• **TASK REQUIREMENTS**
The entries are to be returned exactly as written.

** EXCERPTED RECORDS follows **

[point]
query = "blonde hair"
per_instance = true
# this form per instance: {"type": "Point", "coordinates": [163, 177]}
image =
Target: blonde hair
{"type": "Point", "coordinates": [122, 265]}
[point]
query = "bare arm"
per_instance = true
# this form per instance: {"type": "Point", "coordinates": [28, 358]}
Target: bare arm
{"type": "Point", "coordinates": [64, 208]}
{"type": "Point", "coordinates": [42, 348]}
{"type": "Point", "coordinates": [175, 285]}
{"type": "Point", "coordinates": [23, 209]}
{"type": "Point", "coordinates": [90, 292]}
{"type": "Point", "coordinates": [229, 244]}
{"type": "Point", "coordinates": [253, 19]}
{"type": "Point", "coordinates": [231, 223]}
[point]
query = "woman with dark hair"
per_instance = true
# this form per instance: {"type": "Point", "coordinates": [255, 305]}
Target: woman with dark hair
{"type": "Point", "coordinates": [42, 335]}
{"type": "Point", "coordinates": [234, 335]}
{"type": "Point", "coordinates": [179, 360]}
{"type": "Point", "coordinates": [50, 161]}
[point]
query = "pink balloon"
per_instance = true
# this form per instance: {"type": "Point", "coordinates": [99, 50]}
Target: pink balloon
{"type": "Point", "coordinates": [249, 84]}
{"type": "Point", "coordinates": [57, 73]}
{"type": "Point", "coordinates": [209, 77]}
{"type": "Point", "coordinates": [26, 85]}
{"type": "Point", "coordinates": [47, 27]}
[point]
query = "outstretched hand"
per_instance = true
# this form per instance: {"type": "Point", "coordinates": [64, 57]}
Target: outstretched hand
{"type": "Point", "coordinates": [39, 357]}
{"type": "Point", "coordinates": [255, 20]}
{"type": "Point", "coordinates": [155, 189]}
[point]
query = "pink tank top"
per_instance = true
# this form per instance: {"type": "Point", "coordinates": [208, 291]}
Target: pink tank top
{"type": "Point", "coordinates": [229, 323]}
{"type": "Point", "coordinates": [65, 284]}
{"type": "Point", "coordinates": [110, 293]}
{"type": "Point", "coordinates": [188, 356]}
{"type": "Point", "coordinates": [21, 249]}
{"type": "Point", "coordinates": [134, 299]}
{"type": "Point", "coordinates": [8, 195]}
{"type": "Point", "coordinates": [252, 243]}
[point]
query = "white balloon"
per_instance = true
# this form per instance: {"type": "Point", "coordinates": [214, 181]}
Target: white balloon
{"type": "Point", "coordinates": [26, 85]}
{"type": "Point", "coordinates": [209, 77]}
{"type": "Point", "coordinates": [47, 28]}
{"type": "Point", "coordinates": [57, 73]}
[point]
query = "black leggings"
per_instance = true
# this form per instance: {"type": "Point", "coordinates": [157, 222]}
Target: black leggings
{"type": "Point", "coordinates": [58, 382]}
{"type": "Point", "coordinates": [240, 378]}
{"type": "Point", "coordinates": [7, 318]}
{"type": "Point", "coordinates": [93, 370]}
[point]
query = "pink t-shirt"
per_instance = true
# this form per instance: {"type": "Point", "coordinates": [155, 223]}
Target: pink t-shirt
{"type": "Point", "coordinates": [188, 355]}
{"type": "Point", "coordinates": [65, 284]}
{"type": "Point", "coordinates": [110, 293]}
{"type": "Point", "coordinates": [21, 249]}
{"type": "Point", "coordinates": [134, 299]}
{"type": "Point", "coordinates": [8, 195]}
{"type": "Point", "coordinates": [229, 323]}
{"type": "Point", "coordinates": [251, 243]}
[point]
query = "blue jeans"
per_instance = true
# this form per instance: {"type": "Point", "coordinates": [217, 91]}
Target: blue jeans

** End of EXCERPTED RECORDS **

• **OUTPUT BELOW**
[point]
query = "blonde hair"
per_instance = true
# this form per instance: {"type": "Point", "coordinates": [163, 177]}
image =
Target: blonde hair
{"type": "Point", "coordinates": [122, 265]}
[point]
query = "bare arm"
per_instance = true
# this form per instance: {"type": "Point", "coordinates": [28, 358]}
Target: bare arm
{"type": "Point", "coordinates": [64, 208]}
{"type": "Point", "coordinates": [42, 348]}
{"type": "Point", "coordinates": [175, 285]}
{"type": "Point", "coordinates": [23, 209]}
{"type": "Point", "coordinates": [90, 292]}
{"type": "Point", "coordinates": [229, 244]}
{"type": "Point", "coordinates": [253, 19]}
{"type": "Point", "coordinates": [231, 223]}
[point]
query = "woman with dark hair"
per_instance = true
# this form per instance: {"type": "Point", "coordinates": [255, 305]}
Target: woman with dark hair
{"type": "Point", "coordinates": [42, 335]}
{"type": "Point", "coordinates": [234, 335]}
{"type": "Point", "coordinates": [179, 360]}
{"type": "Point", "coordinates": [50, 161]}
[point]
query = "pink balloon"
per_instance = true
# this form per instance: {"type": "Point", "coordinates": [99, 50]}
Target: pink balloon
{"type": "Point", "coordinates": [249, 84]}
{"type": "Point", "coordinates": [57, 73]}
{"type": "Point", "coordinates": [209, 77]}
{"type": "Point", "coordinates": [26, 85]}
{"type": "Point", "coordinates": [47, 27]}
[point]
query = "outstretched hand"
per_instance = true
# this form per instance: {"type": "Point", "coordinates": [64, 57]}
Target: outstretched hand
{"type": "Point", "coordinates": [39, 357]}
{"type": "Point", "coordinates": [255, 20]}
{"type": "Point", "coordinates": [155, 189]}
[point]
query = "pink tank top"
per_instance = true
# this form per instance: {"type": "Point", "coordinates": [208, 291]}
Target: pink tank top
{"type": "Point", "coordinates": [229, 323]}
{"type": "Point", "coordinates": [65, 284]}
{"type": "Point", "coordinates": [110, 293]}
{"type": "Point", "coordinates": [188, 356]}
{"type": "Point", "coordinates": [21, 249]}
{"type": "Point", "coordinates": [134, 299]}
{"type": "Point", "coordinates": [8, 195]}
{"type": "Point", "coordinates": [252, 243]}
[point]
query = "white balloon"
per_instance = true
# this form per instance: {"type": "Point", "coordinates": [214, 181]}
Target: white balloon
{"type": "Point", "coordinates": [26, 85]}
{"type": "Point", "coordinates": [209, 77]}
{"type": "Point", "coordinates": [47, 28]}
{"type": "Point", "coordinates": [57, 73]}
[point]
query = "black leggings"
per_instance = true
# this form per instance: {"type": "Point", "coordinates": [157, 222]}
Target: black leggings
{"type": "Point", "coordinates": [58, 382]}
{"type": "Point", "coordinates": [240, 378]}
{"type": "Point", "coordinates": [7, 318]}
{"type": "Point", "coordinates": [93, 370]}
[point]
query = "pink t-shirt"
per_instance = true
# this form per instance: {"type": "Point", "coordinates": [155, 223]}
Target: pink t-shirt
{"type": "Point", "coordinates": [188, 355]}
{"type": "Point", "coordinates": [65, 284]}
{"type": "Point", "coordinates": [110, 293]}
{"type": "Point", "coordinates": [21, 249]}
{"type": "Point", "coordinates": [134, 299]}
{"type": "Point", "coordinates": [8, 195]}
{"type": "Point", "coordinates": [229, 323]}
{"type": "Point", "coordinates": [251, 243]}
[point]
query = "blue jeans"
per_instance = true
# this form per instance: {"type": "Point", "coordinates": [217, 91]}
Target: blue jeans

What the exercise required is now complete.